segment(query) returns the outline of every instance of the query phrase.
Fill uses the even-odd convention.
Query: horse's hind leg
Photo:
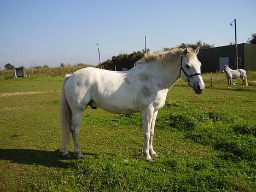
[[[80,152],[79,144],[78,143],[78,131],[79,130],[79,124],[81,121],[82,114],[83,111],[79,111],[73,114],[71,126],[74,143],[74,153],[78,159],[82,159],[84,157],[84,155]]]

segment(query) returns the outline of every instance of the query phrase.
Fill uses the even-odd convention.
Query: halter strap
[[[183,68],[183,67],[182,66],[182,60],[183,59],[183,56],[182,55],[182,59],[181,59],[181,69],[179,71],[179,74],[181,74],[181,71],[182,70],[183,73],[185,74],[185,75],[187,77],[187,78],[188,79],[188,84],[190,86],[191,86],[191,88],[193,88],[192,86],[191,86],[190,84],[189,83],[189,79],[190,78],[190,77],[192,77],[193,76],[195,76],[195,75],[201,75],[202,76],[202,74],[201,73],[193,73],[193,74],[191,74],[190,75],[189,75],[188,73],[186,73],[186,72],[185,71],[185,70],[184,70],[184,68]]]

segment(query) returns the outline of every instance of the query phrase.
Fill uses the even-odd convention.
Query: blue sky
[[[121,52],[201,40],[246,43],[256,32],[256,1],[0,0],[0,67],[33,62],[97,65]]]

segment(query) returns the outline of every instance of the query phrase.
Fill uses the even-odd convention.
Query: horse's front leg
[[[153,117],[154,108],[153,107],[149,107],[149,108],[142,110],[141,113],[144,136],[143,154],[147,161],[152,162],[153,159],[149,155],[149,138],[150,137],[151,124]]]
[[[154,137],[154,132],[155,131],[155,123],[158,116],[158,110],[156,111],[153,113],[152,118],[152,123],[151,123],[151,130],[150,130],[150,137],[149,138],[149,154],[155,158],[158,158],[158,155],[157,153],[154,150],[153,148],[153,139]]]

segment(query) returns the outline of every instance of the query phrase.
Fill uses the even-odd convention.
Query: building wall
[[[256,70],[256,44],[238,44],[237,50],[240,64],[238,68]],[[223,59],[220,59],[222,62],[227,61],[225,64],[230,68],[236,69],[235,45],[201,49],[197,56],[202,63],[203,72],[220,71],[220,58]]]
[[[245,44],[246,70],[256,71],[256,44]]]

## Problem to solve
Pick out each line of the records that contains the string "horse". Case counts.

## Result
Query: horse's hind leg
Query: horse's front leg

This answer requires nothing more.